[Opening Given entries section]
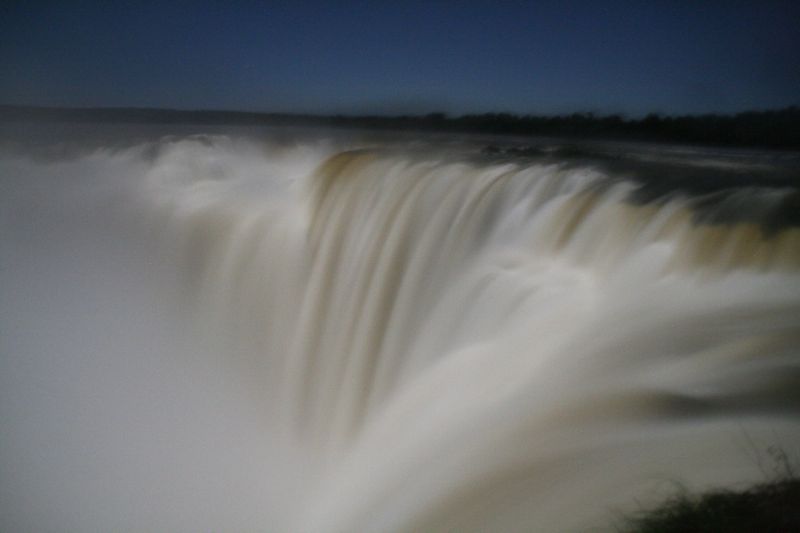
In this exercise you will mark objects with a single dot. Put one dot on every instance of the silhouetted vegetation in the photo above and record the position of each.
(772, 507)
(777, 128)
(768, 508)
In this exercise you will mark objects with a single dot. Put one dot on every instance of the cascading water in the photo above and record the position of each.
(215, 333)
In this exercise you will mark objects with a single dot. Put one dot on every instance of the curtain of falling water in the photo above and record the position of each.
(404, 343)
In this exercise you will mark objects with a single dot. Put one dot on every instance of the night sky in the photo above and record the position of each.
(403, 56)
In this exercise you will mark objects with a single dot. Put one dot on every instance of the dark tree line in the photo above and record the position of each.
(776, 128)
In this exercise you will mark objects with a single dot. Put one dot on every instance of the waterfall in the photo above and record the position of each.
(437, 341)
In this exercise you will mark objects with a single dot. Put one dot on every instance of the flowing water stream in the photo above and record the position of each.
(247, 333)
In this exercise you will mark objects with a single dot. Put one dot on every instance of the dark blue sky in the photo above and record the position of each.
(403, 56)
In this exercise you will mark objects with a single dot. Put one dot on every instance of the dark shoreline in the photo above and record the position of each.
(756, 129)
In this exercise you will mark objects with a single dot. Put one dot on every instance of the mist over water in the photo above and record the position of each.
(329, 333)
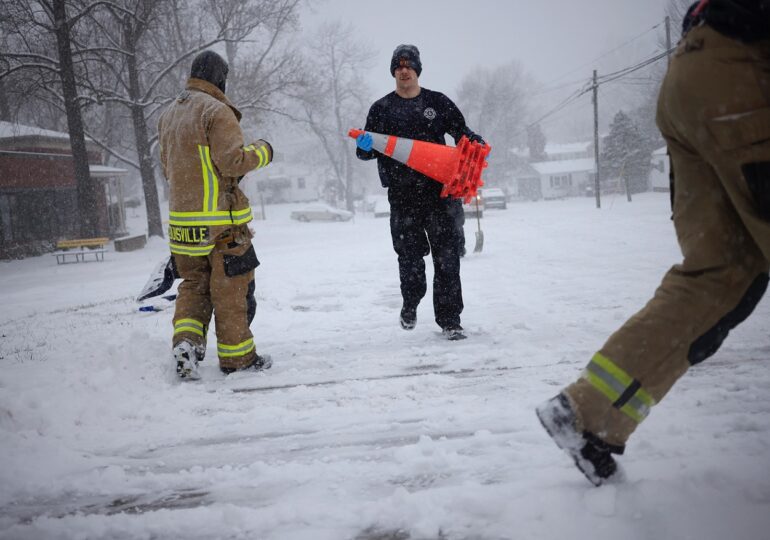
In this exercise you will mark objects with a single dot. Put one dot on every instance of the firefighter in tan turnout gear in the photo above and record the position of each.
(714, 113)
(204, 157)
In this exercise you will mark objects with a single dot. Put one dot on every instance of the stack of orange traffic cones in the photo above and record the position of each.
(458, 168)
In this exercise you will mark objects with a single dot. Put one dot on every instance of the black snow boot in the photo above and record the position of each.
(591, 455)
(408, 318)
(260, 363)
(454, 332)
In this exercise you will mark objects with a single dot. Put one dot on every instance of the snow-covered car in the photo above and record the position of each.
(494, 198)
(471, 209)
(381, 207)
(321, 212)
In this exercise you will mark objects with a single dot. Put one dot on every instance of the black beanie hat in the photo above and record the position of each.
(411, 54)
(210, 67)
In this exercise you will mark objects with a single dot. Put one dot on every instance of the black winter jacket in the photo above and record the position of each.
(746, 20)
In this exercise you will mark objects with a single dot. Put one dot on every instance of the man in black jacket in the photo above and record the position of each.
(421, 221)
(714, 112)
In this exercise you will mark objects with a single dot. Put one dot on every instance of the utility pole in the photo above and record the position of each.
(596, 140)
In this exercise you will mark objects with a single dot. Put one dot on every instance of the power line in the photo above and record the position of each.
(604, 79)
(590, 62)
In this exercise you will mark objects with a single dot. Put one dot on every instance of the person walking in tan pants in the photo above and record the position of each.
(714, 113)
(204, 158)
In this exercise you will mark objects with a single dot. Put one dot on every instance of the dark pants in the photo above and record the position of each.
(422, 222)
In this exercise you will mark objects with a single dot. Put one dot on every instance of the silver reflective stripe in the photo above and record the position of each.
(403, 149)
(379, 141)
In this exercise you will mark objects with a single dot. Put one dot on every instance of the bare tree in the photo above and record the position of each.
(337, 98)
(36, 28)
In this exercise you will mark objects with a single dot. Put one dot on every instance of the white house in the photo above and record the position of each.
(560, 151)
(660, 170)
(282, 182)
(565, 178)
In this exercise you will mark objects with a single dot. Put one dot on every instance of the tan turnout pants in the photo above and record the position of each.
(206, 289)
(714, 112)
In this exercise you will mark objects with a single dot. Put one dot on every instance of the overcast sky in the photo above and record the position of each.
(557, 41)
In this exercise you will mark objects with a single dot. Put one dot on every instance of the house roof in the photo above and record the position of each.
(565, 166)
(567, 148)
(103, 171)
(10, 130)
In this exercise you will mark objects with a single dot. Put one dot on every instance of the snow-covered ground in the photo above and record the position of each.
(362, 430)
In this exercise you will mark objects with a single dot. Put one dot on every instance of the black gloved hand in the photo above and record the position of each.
(474, 137)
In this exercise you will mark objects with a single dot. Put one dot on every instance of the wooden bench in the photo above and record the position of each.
(79, 248)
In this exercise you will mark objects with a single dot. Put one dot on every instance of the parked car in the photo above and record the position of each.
(494, 198)
(471, 208)
(321, 212)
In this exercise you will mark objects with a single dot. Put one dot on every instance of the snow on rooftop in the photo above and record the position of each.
(104, 170)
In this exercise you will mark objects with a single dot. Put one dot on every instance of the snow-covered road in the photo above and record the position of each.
(361, 430)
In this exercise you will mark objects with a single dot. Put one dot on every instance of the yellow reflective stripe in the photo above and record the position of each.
(210, 182)
(621, 376)
(241, 349)
(193, 251)
(609, 366)
(205, 174)
(214, 187)
(220, 217)
(263, 157)
(600, 385)
(188, 325)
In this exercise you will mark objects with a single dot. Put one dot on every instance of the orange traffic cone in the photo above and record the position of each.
(458, 168)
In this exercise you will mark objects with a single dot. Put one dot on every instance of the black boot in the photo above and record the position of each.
(408, 318)
(591, 455)
(260, 363)
(453, 332)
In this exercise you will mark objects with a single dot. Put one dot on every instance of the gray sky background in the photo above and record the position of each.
(558, 42)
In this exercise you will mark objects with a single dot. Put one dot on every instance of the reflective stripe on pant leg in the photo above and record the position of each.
(625, 392)
(251, 302)
(190, 325)
(241, 349)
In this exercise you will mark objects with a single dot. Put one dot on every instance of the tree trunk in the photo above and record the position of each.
(154, 224)
(86, 189)
(348, 181)
(5, 110)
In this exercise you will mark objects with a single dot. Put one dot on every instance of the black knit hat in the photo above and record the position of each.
(406, 55)
(210, 67)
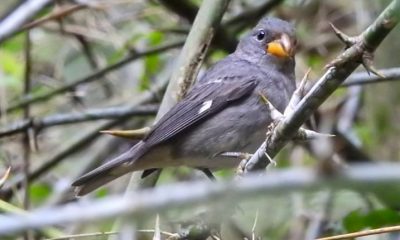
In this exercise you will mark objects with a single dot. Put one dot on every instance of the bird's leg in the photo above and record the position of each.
(297, 95)
(239, 155)
(208, 173)
(137, 134)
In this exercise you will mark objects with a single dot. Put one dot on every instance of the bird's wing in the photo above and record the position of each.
(203, 101)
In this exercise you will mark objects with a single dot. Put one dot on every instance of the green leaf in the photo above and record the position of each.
(40, 192)
(11, 64)
(382, 217)
(155, 38)
(358, 219)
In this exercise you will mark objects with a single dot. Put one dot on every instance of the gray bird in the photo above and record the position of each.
(223, 112)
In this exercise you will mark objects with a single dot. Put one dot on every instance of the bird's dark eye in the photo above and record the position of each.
(260, 35)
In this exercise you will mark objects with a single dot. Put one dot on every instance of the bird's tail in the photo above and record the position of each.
(109, 171)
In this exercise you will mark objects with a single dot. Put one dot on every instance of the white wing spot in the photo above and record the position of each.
(206, 105)
(218, 80)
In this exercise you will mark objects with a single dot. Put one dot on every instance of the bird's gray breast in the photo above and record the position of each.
(240, 127)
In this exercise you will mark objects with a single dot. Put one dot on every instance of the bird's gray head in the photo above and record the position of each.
(272, 43)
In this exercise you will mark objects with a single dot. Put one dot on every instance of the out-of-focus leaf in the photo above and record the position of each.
(40, 192)
(15, 44)
(102, 192)
(217, 55)
(354, 221)
(10, 64)
(315, 61)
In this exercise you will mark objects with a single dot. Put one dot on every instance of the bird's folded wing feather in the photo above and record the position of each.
(202, 102)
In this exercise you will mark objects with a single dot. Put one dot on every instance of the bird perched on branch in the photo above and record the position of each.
(223, 112)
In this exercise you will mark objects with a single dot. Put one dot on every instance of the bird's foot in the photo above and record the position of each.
(367, 55)
(297, 95)
(239, 155)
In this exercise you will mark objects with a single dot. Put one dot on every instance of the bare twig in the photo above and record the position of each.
(9, 208)
(390, 74)
(363, 233)
(343, 66)
(12, 23)
(39, 124)
(183, 195)
(26, 138)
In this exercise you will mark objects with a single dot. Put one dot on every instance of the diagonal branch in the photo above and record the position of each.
(69, 118)
(344, 65)
(143, 203)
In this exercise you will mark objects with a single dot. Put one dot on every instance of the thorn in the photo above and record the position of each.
(241, 155)
(307, 134)
(263, 98)
(130, 134)
(240, 169)
(273, 162)
(157, 232)
(367, 62)
(5, 176)
(348, 41)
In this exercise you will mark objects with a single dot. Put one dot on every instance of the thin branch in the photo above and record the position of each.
(363, 233)
(93, 77)
(391, 74)
(26, 116)
(12, 23)
(9, 208)
(343, 66)
(58, 14)
(149, 202)
(39, 124)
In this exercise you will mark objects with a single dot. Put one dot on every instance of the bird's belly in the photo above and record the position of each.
(236, 129)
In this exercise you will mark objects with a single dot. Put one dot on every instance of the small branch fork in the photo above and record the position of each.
(359, 49)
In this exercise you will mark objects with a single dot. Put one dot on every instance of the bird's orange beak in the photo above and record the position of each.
(283, 47)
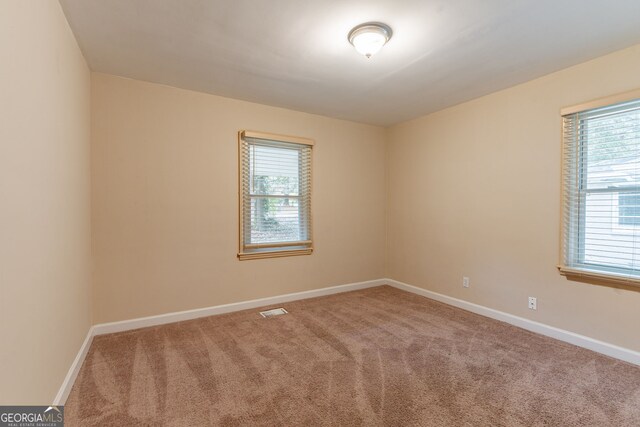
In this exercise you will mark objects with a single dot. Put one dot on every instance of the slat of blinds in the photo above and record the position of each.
(601, 165)
(276, 196)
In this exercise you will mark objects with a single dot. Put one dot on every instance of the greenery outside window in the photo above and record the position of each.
(275, 195)
(601, 190)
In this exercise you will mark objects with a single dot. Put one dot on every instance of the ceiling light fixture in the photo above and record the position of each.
(368, 38)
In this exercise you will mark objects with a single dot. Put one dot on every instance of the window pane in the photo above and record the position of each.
(613, 150)
(607, 224)
(275, 220)
(274, 171)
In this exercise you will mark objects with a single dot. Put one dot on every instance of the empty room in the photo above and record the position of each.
(301, 213)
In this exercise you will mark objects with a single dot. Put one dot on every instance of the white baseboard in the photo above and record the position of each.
(602, 347)
(143, 322)
(107, 328)
(65, 388)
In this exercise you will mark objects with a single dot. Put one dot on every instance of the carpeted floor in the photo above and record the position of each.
(374, 357)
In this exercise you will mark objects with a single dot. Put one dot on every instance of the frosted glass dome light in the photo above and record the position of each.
(369, 38)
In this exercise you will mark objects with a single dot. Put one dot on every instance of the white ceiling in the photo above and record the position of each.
(295, 53)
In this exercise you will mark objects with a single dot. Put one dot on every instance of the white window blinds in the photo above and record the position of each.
(601, 192)
(275, 195)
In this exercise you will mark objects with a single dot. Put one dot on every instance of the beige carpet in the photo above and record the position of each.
(373, 357)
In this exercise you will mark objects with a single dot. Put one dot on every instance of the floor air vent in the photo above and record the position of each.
(274, 312)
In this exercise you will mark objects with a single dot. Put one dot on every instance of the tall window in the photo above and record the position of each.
(275, 195)
(601, 192)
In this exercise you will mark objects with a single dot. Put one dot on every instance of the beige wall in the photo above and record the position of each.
(45, 226)
(474, 190)
(165, 207)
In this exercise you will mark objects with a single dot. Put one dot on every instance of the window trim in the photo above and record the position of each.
(279, 249)
(585, 274)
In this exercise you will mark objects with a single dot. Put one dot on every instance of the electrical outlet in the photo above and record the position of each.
(465, 282)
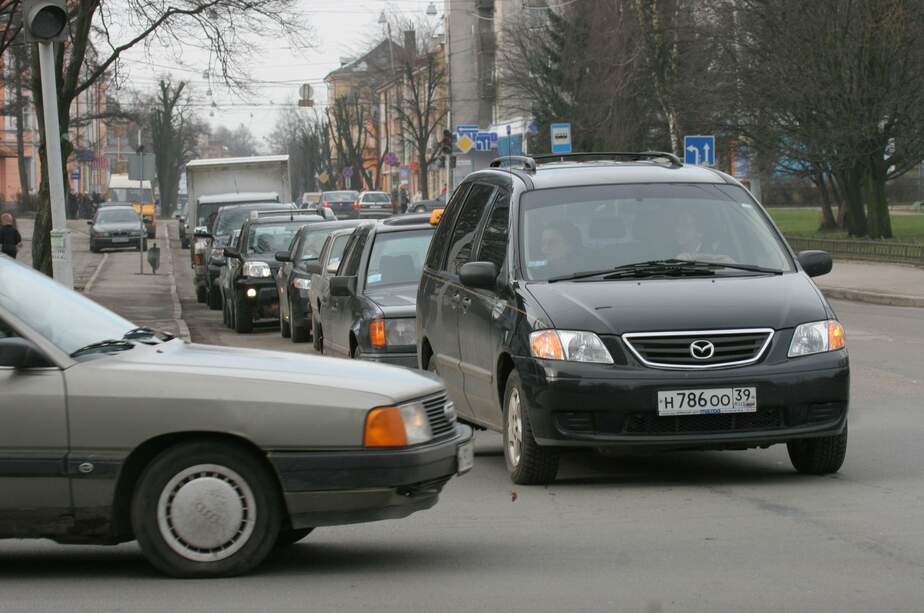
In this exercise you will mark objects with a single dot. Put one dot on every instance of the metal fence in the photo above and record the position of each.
(881, 251)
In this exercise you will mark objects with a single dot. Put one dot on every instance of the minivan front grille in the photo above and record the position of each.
(706, 349)
(436, 415)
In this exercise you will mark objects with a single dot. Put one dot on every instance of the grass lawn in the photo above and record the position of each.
(907, 227)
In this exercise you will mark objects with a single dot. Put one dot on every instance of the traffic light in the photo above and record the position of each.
(45, 21)
(446, 144)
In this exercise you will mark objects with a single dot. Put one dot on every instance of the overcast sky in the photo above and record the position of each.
(339, 28)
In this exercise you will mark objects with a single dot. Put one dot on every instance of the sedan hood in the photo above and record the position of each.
(253, 367)
(395, 300)
(616, 307)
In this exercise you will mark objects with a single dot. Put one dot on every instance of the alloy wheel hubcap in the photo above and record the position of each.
(514, 429)
(206, 513)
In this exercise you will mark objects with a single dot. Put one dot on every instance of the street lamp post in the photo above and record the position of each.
(45, 22)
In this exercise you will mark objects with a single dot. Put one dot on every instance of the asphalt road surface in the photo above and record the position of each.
(708, 531)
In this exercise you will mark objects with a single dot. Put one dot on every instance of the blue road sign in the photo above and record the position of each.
(561, 137)
(699, 150)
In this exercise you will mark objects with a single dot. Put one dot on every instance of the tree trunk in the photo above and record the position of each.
(827, 215)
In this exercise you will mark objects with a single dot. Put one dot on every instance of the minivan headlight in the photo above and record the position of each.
(817, 337)
(255, 269)
(569, 345)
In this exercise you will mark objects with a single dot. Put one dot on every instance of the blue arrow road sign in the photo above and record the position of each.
(699, 150)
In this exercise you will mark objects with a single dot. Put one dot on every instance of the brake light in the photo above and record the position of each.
(377, 332)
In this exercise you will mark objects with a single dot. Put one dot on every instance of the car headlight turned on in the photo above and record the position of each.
(817, 337)
(399, 426)
(259, 270)
(394, 332)
(569, 345)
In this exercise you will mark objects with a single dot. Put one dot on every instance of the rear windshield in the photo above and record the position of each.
(117, 216)
(397, 258)
(341, 196)
(376, 197)
(577, 229)
(267, 239)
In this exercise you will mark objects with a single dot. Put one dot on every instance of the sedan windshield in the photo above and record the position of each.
(569, 231)
(267, 239)
(397, 258)
(117, 216)
(72, 323)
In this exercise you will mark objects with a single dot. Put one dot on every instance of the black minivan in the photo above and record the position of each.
(629, 303)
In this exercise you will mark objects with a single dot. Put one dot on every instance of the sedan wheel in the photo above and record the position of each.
(527, 462)
(206, 510)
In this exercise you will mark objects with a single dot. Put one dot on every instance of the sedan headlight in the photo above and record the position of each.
(399, 426)
(259, 270)
(569, 345)
(817, 337)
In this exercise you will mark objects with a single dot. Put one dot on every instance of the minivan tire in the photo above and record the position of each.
(163, 492)
(536, 465)
(818, 456)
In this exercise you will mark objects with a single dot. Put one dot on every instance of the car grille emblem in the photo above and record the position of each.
(702, 350)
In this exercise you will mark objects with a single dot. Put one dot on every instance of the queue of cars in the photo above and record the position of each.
(623, 303)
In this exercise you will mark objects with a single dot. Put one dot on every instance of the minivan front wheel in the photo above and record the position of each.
(206, 509)
(527, 462)
(818, 456)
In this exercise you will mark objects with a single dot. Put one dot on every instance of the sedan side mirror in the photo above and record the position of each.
(342, 286)
(19, 353)
(815, 263)
(480, 275)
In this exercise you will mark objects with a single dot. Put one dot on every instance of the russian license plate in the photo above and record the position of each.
(465, 455)
(708, 401)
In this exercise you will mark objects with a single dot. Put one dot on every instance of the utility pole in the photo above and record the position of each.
(45, 22)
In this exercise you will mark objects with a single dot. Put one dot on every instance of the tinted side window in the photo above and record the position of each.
(496, 232)
(352, 254)
(463, 234)
(435, 257)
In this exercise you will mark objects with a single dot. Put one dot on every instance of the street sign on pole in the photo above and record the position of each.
(561, 137)
(699, 150)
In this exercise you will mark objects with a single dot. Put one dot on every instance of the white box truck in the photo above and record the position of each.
(214, 183)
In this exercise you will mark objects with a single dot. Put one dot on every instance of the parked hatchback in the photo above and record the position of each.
(244, 451)
(632, 303)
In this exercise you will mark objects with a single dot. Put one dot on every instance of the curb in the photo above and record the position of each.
(853, 295)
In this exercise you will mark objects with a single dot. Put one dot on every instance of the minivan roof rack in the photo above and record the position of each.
(604, 155)
(528, 163)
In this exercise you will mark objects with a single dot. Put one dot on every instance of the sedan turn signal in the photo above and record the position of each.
(385, 428)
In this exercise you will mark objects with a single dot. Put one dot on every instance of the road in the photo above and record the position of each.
(716, 531)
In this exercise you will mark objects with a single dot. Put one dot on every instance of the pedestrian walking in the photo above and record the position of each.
(10, 239)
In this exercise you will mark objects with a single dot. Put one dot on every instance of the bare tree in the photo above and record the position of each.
(93, 51)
[Closing Given entries section]
:: What the task asks ::
Write out again, unchanged, every line from the line containing "of the pedestrian" to the final line of the material above.

:: Task answer ::
In this exercise you will mark objects with a single dot. Put one dot on every instance of the pedestrian walking in the photo above and record the position of each.
(10, 239)
In this exercise you will mark objects with a single dot. Put one dot on every instance of the bare tree in the photo above and record the position of each.
(93, 51)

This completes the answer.